• What is required: Set out every line of the rows below as a Markdown table with two columns, "No." and "Line", numbering each line and skipping any blank lines.

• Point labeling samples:
** Start **
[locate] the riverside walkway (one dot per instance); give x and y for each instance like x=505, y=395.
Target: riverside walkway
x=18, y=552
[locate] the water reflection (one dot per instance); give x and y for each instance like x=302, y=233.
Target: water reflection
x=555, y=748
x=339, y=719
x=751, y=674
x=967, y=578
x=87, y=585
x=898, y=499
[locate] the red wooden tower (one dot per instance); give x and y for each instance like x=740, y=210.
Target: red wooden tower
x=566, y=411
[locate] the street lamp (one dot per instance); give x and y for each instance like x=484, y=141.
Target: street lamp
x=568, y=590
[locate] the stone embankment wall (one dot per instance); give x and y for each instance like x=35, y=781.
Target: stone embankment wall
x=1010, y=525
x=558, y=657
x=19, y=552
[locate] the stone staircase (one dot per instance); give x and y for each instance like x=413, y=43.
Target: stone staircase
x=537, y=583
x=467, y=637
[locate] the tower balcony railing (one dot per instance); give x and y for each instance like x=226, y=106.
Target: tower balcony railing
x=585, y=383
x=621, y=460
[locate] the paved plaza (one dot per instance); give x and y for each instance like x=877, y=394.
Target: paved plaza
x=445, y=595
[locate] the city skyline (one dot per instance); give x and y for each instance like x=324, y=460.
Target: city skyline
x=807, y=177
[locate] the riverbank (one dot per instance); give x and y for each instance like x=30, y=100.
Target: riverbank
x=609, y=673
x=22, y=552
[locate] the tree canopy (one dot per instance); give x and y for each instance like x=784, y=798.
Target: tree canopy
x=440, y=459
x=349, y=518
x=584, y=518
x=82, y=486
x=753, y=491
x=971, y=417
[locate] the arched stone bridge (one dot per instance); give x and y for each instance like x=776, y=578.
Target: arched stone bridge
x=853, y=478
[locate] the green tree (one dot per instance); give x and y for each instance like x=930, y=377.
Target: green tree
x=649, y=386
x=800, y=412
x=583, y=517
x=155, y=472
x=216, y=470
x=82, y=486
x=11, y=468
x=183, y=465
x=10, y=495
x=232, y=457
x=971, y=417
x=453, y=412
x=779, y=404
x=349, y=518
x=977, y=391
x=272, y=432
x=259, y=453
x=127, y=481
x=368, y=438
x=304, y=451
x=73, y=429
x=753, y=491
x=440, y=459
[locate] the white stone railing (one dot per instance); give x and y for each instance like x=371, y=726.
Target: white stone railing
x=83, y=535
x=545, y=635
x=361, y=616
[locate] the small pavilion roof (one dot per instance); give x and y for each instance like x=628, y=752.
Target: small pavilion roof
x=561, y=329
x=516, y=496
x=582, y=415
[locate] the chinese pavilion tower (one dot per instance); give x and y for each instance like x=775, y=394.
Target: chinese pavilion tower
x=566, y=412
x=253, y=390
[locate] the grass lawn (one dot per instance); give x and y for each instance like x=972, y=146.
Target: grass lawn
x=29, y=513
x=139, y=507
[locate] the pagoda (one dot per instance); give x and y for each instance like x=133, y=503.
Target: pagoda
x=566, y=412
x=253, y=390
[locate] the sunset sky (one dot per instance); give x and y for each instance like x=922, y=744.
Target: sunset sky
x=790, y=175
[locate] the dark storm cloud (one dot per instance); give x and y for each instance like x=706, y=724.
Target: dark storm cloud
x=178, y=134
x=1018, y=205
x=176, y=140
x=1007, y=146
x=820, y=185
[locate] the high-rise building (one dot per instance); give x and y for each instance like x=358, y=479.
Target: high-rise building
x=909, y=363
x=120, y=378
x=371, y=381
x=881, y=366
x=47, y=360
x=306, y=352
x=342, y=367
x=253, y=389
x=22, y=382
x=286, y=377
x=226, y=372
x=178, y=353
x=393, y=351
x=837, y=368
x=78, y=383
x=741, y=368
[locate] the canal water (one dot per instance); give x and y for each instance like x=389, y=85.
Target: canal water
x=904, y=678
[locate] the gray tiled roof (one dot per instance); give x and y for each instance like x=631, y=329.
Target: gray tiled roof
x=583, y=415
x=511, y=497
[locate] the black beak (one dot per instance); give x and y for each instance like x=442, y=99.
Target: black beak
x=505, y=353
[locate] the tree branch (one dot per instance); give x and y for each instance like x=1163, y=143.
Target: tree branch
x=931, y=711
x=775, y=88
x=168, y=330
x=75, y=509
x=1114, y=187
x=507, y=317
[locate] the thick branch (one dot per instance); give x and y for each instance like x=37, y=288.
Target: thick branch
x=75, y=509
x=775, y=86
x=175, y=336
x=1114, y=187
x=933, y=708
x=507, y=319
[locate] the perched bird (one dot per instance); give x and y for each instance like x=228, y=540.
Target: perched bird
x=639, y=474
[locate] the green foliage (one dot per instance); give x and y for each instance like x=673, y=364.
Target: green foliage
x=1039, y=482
** End **
• Full solution:
| No. | Line |
|---|---|
| 1 | [locate] the riverside walkway (one dot per instance); give x and y for each instance like x=505, y=395. |
| 2 | Target: riverside walkway |
| 3 | x=18, y=552 |
| 4 | [locate] the water reflection (one dot per instance); give x and y for each instance like x=302, y=233. |
| 5 | Target: water reflection |
| 6 | x=555, y=748 |
| 7 | x=339, y=719 |
| 8 | x=751, y=674 |
| 9 | x=967, y=578 |
| 10 | x=87, y=585 |
| 11 | x=898, y=499 |
| 12 | [locate] the red wooden tower (one dot per instance); give x and y for each instance like x=740, y=210. |
| 13 | Target: red wooden tower |
| 14 | x=566, y=411 |
| 15 | [locate] the street lamp (one dot per instance); give x and y for each instance like x=484, y=141. |
| 16 | Target: street lamp |
| 17 | x=568, y=590 |
| 18 | [locate] the stone embankment wall (one dot per instance); give x and y for each instance like x=35, y=781. |
| 19 | Target: stone embankment wall |
| 20 | x=1010, y=525 |
| 21 | x=558, y=657 |
| 22 | x=19, y=552 |
| 23 | [locate] the stone staircase (one dot per instance); give x and y for each instance like x=413, y=43. |
| 24 | Target: stone staircase |
| 25 | x=537, y=583 |
| 26 | x=467, y=637 |
| 27 | [locate] the tower balcony railing (one dot per instance); give x and y for each instance like x=226, y=106. |
| 28 | Target: tower balcony railing |
| 29 | x=585, y=383 |
| 30 | x=621, y=460 |
| 31 | [locate] the paved plaza (one dot per instance); give x and y for each instance like x=877, y=394. |
| 32 | Target: paved plaza |
| 33 | x=445, y=595 |
| 34 | [locate] the city skyline (one dot per instance); give x and y for each instance like x=324, y=460. |
| 35 | Target: city skyline |
| 36 | x=807, y=177 |
| 37 | [locate] the riverbank (one dot per instance); give x and y for each instance like x=30, y=100. |
| 38 | Target: riverbank |
| 39 | x=609, y=673 |
| 40 | x=22, y=552 |
| 41 | [locate] the tree canopy (one dot per instance); give x and y for each instance like x=784, y=798. |
| 42 | Target: tree canopy |
| 43 | x=440, y=459 |
| 44 | x=349, y=518 |
| 45 | x=584, y=518 |
| 46 | x=82, y=486 |
| 47 | x=753, y=491 |
| 48 | x=971, y=417 |
| 49 | [locate] the arched stone bridge (one dot per instance); give x and y for each instance like x=776, y=578. |
| 50 | Target: arched stone bridge |
| 51 | x=853, y=478 |
| 52 | [locate] the green tree (one dot per instance); give x and y for each instance like x=930, y=377. |
| 53 | Target: green tree |
| 54 | x=649, y=386 |
| 55 | x=800, y=412 |
| 56 | x=583, y=517 |
| 57 | x=155, y=472 |
| 58 | x=216, y=470 |
| 59 | x=82, y=486 |
| 60 | x=11, y=468 |
| 61 | x=183, y=465 |
| 62 | x=10, y=495 |
| 63 | x=232, y=457 |
| 64 | x=971, y=417 |
| 65 | x=453, y=412 |
| 66 | x=779, y=404 |
| 67 | x=349, y=518 |
| 68 | x=977, y=391 |
| 69 | x=272, y=432 |
| 70 | x=259, y=453 |
| 71 | x=127, y=481 |
| 72 | x=368, y=438 |
| 73 | x=304, y=451 |
| 74 | x=73, y=429 |
| 75 | x=753, y=491 |
| 76 | x=440, y=459 |
| 77 | [locate] the white stone railing (one dot per instance); give x and y for each instance like x=371, y=726. |
| 78 | Target: white stone railing |
| 79 | x=83, y=535 |
| 80 | x=545, y=635 |
| 81 | x=361, y=616 |
| 82 | [locate] the small pavilion roof (one dot per instance); give x and y for each instance like x=628, y=752. |
| 83 | Target: small pavilion roof |
| 84 | x=561, y=329 |
| 85 | x=516, y=496 |
| 86 | x=582, y=415 |
| 87 | [locate] the chinese pavilion tower (one dot per instance); give x and y for each instance like x=775, y=394. |
| 88 | Target: chinese pavilion tower |
| 89 | x=566, y=412 |
| 90 | x=253, y=390 |
| 91 | [locate] the grass lawn (one dot per instance); give x and y for each instance like x=972, y=146. |
| 92 | Target: grass lawn |
| 93 | x=29, y=513 |
| 94 | x=139, y=507 |
| 95 | [locate] the pagoda (one dot per instance); give x and y for each instance like x=133, y=503. |
| 96 | Target: pagoda |
| 97 | x=566, y=412 |
| 98 | x=253, y=390 |
| 99 | [locate] the sunset sky (one dot per instance); give x and y for each instance like x=922, y=744. |
| 100 | Target: sunset sky |
| 101 | x=790, y=175 |
| 102 | [locate] the dark storm cloud (one dot per instance); give x and y for each instance like x=706, y=724. |
| 103 | Target: dark storm cloud |
| 104 | x=178, y=134 |
| 105 | x=1018, y=205 |
| 106 | x=176, y=140 |
| 107 | x=1007, y=146 |
| 108 | x=820, y=185 |
| 109 | [locate] the high-rise building (one dot per instance); give x and y for each instance like x=358, y=479. |
| 110 | Target: high-rise building |
| 111 | x=909, y=363 |
| 112 | x=120, y=378 |
| 113 | x=371, y=381 |
| 114 | x=881, y=366 |
| 115 | x=47, y=360 |
| 116 | x=306, y=352 |
| 117 | x=342, y=367 |
| 118 | x=253, y=389 |
| 119 | x=22, y=382 |
| 120 | x=286, y=377 |
| 121 | x=226, y=372 |
| 122 | x=178, y=353 |
| 123 | x=393, y=351 |
| 124 | x=837, y=368 |
| 125 | x=78, y=383 |
| 126 | x=741, y=368 |
| 127 | [locate] the canal water (one dot per instance); give x and y for each instance like x=389, y=85. |
| 128 | Target: canal water |
| 129 | x=904, y=678 |
| 130 | [locate] the gray tiled roof (one dot per instance); give x and y for each instance like x=631, y=329. |
| 131 | Target: gray tiled roof |
| 132 | x=583, y=415 |
| 133 | x=511, y=497 |
| 134 | [locate] the black beak (one dot per instance); give x and y for each instance like x=442, y=99. |
| 135 | Target: black beak |
| 136 | x=505, y=353 |
| 137 | [locate] the tree branch (one dot per instance); give x and y for each instance like x=1163, y=143. |
| 138 | Target: tree branch |
| 139 | x=931, y=711 |
| 140 | x=775, y=88 |
| 141 | x=168, y=330 |
| 142 | x=75, y=509 |
| 143 | x=1114, y=187 |
| 144 | x=507, y=317 |
| 145 | [locate] the thick branch (one dot per instance); give x and y for each instance like x=37, y=288. |
| 146 | Target: thick branch |
| 147 | x=75, y=509 |
| 148 | x=775, y=86 |
| 149 | x=175, y=336 |
| 150 | x=1114, y=187 |
| 151 | x=933, y=708 |
| 152 | x=507, y=319 |
| 153 | [locate] the perched bird (one dot per instance); give x and y for each instance like x=228, y=540. |
| 154 | Target: perched bird |
| 155 | x=639, y=474 |
| 156 | [locate] the green foliage (one dot per instance); give x and y for each instance like x=673, y=364. |
| 157 | Target: green foliage |
| 158 | x=1039, y=482 |